Dataset entries
══════════

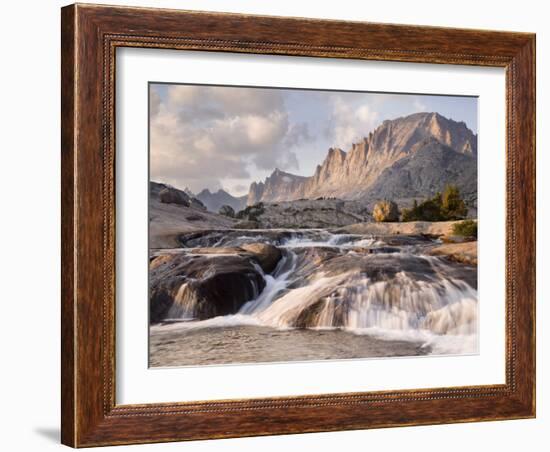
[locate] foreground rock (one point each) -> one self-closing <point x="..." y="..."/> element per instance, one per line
<point x="267" y="255"/>
<point x="201" y="283"/>
<point x="168" y="219"/>
<point x="432" y="228"/>
<point x="465" y="253"/>
<point x="201" y="286"/>
<point x="305" y="213"/>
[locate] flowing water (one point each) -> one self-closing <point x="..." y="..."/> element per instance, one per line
<point x="330" y="296"/>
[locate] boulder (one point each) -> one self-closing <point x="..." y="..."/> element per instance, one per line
<point x="385" y="211"/>
<point x="267" y="255"/>
<point x="187" y="285"/>
<point x="172" y="196"/>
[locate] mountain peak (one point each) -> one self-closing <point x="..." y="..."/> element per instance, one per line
<point x="350" y="174"/>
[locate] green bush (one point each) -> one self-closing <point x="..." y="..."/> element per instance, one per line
<point x="466" y="228"/>
<point x="385" y="211"/>
<point x="452" y="205"/>
<point x="442" y="207"/>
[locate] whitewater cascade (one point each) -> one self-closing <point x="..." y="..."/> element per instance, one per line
<point x="364" y="284"/>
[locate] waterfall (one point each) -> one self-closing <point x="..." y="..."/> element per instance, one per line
<point x="403" y="291"/>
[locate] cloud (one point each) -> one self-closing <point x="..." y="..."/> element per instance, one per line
<point x="350" y="121"/>
<point x="201" y="136"/>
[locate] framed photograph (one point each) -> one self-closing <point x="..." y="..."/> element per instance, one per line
<point x="281" y="225"/>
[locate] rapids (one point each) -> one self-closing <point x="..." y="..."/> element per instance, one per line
<point x="387" y="287"/>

══════════

* Problem details:
Omit the pictures. Output every record above word for word.

* Solution to this task:
[locate] foreground rock (one point each) -> one self-closing <point x="..." y="..."/> element per instance, one per line
<point x="267" y="255"/>
<point x="201" y="283"/>
<point x="168" y="219"/>
<point x="432" y="228"/>
<point x="465" y="253"/>
<point x="201" y="286"/>
<point x="305" y="213"/>
[locate] flowing water (one point each) -> one self-closing <point x="..." y="..."/> element per instance, one per line
<point x="330" y="296"/>
[locate] boulder (one point each) -> one self-closing <point x="..." y="..."/> element per instance, one per line
<point x="385" y="211"/>
<point x="267" y="255"/>
<point x="187" y="285"/>
<point x="172" y="196"/>
[locate] mountain peak (one point each) -> one self-closing <point x="..." y="..."/> element per instance, one per line
<point x="350" y="174"/>
[locate] green bush (one point each) -> one self-closing <point x="..." y="..."/> element per instance, one per line
<point x="466" y="228"/>
<point x="385" y="211"/>
<point x="452" y="205"/>
<point x="442" y="207"/>
[locate] whitewater cascade (one point each) -> one self-closing <point x="..." y="..."/> element per instance, one per line
<point x="364" y="284"/>
[locate] waterfall (one point each) -> one self-closing <point x="..." y="..."/> element per instance, one per line
<point x="403" y="291"/>
[locate] cloud (one point each) -> one self-closing <point x="..." y="..."/> element per instance, one per line
<point x="350" y="121"/>
<point x="201" y="136"/>
[locate] framed photograph (one point each) -> one self-closing <point x="..." y="..."/> element per instance, one per line
<point x="281" y="225"/>
[locate] rapids (one point each) -> one self-closing <point x="..." y="..."/> element per instance, one per line
<point x="387" y="287"/>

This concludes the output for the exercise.